**EXCERPTED PASSAGE**
There are many reasons for the above. First off, when all is well with the economy, the impact of missteps by management are diminished by upward momentum. The ever-present threat of a competitor willing to ease terms and ask fewer questions also tends to lead toward a less aggressive (some might argue intrusive) approach. Credit officers are never sated in their quest for information, but the sales side of the bank tends to hold a slightly stronger position in the decision making process when the economy is positive.
In today’s environment, in stark contrast to the above, the rules change. For me this particular economic cycle has proven to be dramatically different than the mid-80s, the early 90s, or the post-911 recessions. I say that because on several occasions I have seen borrowers under stress oftentimes not due to their own actions (or ineffectiveness), but rather as the result of situations far-removed from their immediate control. A disruption in the supply chain, the failure or rapid decline of a key financial partner, or constraints imposed due to the rapid rise in prices (fuel, transportation, insurance, raw materials) have all worked to the detriment of entrepreneurs everywhere. The rapidity of some of those declines coupled with the unexpected nature of some of the causes has led to a much-heightened effort to know about every nuance of a client’s business.

**LIST OF TASKS**
1. Translate this sentence from the passage on bank lending into Spanish: "Credit officers are never sated in their quest for information, but the sales side of the bank tends to hold a slightly stronger position in the decision making process when the economy is positive."
2. Carry on the passage on bank lending, starting after its final sentence about knowing every nuance of a client's business.
None of the entries are needed here.

**MATERIAL SHOWN**
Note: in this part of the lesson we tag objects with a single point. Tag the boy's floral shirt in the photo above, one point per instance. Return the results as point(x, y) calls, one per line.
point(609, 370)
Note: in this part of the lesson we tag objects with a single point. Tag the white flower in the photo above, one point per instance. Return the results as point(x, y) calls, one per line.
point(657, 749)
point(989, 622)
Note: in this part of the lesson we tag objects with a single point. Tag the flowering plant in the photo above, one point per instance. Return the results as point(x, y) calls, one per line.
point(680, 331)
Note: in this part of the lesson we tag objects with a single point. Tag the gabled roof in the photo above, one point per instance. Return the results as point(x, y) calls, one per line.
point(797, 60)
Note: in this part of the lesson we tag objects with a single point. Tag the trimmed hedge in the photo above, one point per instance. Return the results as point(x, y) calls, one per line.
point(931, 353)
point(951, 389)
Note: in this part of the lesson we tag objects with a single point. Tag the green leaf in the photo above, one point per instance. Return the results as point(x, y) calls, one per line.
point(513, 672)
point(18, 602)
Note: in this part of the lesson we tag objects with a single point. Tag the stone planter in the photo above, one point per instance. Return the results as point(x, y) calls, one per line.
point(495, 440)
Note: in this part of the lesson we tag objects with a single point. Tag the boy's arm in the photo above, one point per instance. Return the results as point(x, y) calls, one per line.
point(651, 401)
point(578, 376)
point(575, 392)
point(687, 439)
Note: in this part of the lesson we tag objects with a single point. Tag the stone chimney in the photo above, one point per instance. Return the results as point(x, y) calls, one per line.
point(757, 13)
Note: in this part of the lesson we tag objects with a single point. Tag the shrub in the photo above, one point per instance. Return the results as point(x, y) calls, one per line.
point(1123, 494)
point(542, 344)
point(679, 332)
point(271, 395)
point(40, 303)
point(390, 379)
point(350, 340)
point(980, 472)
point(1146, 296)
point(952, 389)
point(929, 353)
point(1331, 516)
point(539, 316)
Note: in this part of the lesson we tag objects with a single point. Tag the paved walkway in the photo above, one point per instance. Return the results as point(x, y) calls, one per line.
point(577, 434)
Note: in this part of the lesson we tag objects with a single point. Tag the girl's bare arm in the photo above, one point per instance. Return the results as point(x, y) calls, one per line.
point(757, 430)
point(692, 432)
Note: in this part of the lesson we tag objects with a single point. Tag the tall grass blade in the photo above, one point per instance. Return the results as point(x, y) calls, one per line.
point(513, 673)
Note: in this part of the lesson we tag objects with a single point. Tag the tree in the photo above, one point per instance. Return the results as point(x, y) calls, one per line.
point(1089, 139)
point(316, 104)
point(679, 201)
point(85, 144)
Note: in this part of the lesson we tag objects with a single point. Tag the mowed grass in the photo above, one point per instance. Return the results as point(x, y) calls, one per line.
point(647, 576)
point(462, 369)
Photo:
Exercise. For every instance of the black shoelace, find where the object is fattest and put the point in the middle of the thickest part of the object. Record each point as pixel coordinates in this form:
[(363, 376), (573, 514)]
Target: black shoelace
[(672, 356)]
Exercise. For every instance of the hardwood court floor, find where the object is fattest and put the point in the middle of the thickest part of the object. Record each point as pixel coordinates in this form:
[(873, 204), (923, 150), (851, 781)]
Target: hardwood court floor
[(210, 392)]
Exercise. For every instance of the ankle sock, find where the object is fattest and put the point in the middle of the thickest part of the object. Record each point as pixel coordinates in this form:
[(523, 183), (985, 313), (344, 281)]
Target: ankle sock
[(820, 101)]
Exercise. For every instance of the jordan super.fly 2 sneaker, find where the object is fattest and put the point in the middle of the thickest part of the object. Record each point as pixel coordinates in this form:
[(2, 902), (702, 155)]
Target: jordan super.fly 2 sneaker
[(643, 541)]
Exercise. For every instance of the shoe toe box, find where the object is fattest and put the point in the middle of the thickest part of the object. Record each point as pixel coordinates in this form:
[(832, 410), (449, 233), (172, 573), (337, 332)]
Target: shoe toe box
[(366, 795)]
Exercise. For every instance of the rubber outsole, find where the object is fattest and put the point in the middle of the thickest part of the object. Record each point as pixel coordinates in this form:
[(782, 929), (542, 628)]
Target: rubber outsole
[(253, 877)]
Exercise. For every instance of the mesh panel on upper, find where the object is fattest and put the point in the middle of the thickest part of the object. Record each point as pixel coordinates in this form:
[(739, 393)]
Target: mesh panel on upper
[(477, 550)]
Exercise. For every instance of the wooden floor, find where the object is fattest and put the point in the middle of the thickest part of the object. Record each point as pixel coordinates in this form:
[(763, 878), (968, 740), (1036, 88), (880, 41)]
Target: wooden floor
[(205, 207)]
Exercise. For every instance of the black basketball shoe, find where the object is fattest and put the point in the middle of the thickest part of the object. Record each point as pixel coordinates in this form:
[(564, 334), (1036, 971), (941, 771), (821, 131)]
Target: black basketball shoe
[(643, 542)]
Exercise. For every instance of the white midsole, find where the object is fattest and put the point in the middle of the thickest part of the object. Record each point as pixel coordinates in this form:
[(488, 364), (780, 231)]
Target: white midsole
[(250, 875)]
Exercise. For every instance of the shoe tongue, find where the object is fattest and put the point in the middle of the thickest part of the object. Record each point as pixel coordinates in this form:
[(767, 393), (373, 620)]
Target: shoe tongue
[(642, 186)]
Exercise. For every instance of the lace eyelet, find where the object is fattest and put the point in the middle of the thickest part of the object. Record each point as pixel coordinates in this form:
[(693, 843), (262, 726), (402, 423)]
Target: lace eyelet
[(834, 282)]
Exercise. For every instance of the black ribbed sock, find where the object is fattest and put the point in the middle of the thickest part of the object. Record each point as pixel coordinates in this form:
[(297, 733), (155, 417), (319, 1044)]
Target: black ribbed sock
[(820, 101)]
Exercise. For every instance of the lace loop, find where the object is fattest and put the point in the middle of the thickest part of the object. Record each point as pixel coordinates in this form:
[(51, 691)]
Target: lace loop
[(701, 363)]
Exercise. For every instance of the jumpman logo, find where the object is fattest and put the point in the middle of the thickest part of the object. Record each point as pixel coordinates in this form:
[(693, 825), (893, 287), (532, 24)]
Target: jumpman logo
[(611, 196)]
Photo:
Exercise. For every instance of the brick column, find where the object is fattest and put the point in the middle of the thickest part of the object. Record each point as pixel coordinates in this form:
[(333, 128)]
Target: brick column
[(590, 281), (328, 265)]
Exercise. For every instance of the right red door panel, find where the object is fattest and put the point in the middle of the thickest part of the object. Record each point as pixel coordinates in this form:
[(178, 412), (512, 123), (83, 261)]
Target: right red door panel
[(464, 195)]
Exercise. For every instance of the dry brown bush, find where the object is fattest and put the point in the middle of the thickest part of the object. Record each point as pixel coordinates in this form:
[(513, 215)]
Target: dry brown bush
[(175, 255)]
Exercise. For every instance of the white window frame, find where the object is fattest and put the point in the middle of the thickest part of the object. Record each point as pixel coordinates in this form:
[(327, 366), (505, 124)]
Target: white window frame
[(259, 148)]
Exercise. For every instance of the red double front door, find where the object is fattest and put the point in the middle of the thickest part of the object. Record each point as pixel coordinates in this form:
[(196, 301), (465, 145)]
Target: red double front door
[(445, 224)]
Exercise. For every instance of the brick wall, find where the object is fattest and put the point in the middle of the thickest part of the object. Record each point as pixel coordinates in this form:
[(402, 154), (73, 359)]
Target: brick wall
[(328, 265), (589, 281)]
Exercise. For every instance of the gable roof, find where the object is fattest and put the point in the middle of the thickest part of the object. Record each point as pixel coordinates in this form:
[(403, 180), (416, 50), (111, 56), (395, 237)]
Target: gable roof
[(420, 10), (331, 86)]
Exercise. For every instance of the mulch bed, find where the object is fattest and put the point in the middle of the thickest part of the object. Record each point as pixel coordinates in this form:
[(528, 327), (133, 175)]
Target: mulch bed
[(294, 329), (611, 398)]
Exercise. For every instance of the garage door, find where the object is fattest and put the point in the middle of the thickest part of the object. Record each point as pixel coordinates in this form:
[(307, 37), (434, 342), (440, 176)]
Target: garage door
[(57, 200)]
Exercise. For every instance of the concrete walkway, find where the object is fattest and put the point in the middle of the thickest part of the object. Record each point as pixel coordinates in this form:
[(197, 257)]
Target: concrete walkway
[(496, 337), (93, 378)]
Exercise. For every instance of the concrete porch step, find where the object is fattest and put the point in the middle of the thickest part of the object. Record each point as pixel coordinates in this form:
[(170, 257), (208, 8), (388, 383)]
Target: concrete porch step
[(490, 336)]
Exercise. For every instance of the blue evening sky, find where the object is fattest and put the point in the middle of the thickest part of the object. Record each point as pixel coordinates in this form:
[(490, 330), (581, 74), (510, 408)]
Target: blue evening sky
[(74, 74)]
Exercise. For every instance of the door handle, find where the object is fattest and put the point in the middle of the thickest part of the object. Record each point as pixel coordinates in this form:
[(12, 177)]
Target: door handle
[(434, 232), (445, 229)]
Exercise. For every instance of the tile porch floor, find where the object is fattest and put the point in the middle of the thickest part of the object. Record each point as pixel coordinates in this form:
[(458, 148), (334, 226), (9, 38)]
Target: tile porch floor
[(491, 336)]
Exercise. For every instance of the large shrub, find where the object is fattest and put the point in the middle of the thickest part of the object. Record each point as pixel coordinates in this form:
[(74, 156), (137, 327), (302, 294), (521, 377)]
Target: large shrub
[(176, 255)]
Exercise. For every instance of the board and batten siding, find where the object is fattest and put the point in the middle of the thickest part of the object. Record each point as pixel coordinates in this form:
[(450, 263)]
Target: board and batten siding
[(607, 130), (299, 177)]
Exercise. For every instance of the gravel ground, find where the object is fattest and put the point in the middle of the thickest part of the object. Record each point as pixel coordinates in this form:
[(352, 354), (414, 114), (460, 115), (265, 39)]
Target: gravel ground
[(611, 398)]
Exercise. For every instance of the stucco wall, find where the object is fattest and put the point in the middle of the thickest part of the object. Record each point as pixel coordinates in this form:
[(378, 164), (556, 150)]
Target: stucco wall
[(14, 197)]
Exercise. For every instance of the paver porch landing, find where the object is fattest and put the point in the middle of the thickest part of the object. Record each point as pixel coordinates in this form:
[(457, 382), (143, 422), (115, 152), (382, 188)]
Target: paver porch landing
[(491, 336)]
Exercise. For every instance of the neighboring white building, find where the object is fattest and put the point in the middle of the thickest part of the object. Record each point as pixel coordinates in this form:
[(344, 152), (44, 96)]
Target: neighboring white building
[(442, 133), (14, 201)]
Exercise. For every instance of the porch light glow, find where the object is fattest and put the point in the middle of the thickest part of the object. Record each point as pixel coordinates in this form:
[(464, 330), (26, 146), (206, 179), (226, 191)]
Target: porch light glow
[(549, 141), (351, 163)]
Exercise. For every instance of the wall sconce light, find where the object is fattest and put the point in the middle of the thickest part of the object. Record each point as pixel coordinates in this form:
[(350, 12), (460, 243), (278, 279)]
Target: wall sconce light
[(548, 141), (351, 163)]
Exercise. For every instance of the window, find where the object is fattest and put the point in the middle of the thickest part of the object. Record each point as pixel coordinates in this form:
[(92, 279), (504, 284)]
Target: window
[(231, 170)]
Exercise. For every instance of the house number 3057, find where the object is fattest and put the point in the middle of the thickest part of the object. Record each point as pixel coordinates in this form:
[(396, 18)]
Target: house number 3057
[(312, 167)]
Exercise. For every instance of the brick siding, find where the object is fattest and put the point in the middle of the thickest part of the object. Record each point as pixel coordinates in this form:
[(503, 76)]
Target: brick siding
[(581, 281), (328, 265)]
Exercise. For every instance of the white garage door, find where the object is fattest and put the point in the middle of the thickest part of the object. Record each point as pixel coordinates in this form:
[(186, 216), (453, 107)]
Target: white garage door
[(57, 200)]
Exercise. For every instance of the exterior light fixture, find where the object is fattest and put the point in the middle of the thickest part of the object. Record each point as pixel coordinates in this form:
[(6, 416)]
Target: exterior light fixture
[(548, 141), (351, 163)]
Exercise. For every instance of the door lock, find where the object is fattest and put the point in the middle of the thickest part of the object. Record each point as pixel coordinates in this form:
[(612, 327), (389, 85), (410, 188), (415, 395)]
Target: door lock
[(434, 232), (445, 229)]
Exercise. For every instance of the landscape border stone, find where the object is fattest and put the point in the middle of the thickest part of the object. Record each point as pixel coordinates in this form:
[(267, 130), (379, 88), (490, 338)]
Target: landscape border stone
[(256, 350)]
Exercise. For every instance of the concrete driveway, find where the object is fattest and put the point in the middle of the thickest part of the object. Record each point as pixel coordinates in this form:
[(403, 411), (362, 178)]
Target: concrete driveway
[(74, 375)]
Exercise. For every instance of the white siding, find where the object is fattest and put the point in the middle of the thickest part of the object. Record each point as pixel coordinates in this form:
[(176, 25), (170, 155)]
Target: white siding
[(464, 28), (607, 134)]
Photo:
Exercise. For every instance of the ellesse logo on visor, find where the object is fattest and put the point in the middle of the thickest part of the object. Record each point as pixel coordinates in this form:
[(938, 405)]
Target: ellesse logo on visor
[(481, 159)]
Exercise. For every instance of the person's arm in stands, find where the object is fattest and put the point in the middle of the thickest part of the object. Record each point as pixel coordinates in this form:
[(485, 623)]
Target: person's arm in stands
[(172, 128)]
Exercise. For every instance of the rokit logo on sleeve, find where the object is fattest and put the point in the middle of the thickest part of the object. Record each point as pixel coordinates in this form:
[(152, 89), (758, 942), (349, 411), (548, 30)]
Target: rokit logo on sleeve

**ANSWERS PROVIDED**
1. Los responsables de crédito nunca se sacian en su búsqueda de información, pero el área comercial del banco tiende a ocupar una posición ligeramente más fuerte en el proceso de toma de decisiones cuando la economía es favorable.

2.
While more questions, on topics never before considered, might, at first, be considered an unwelcome intrusion, I am confident that in helping your banker know your company better than ever before, you will allow your banker to be your best advocate in a tough market. Don’t fail to take the opportunity to educate your banker (and, I’d advise, your “plan b” banker should the incumbent banker and related institution deliver disappointing answers, or itself fall upon difficult financial circumstances) of all that you are facing – good, bad, the what ifs. Share information early, and then allow your banker adequate time to consider the impact of what you have shared, and to ask you for follow-up.
In doing the above you will be positioning yourself best for your bank’s continued support, and you for your company’s long term success.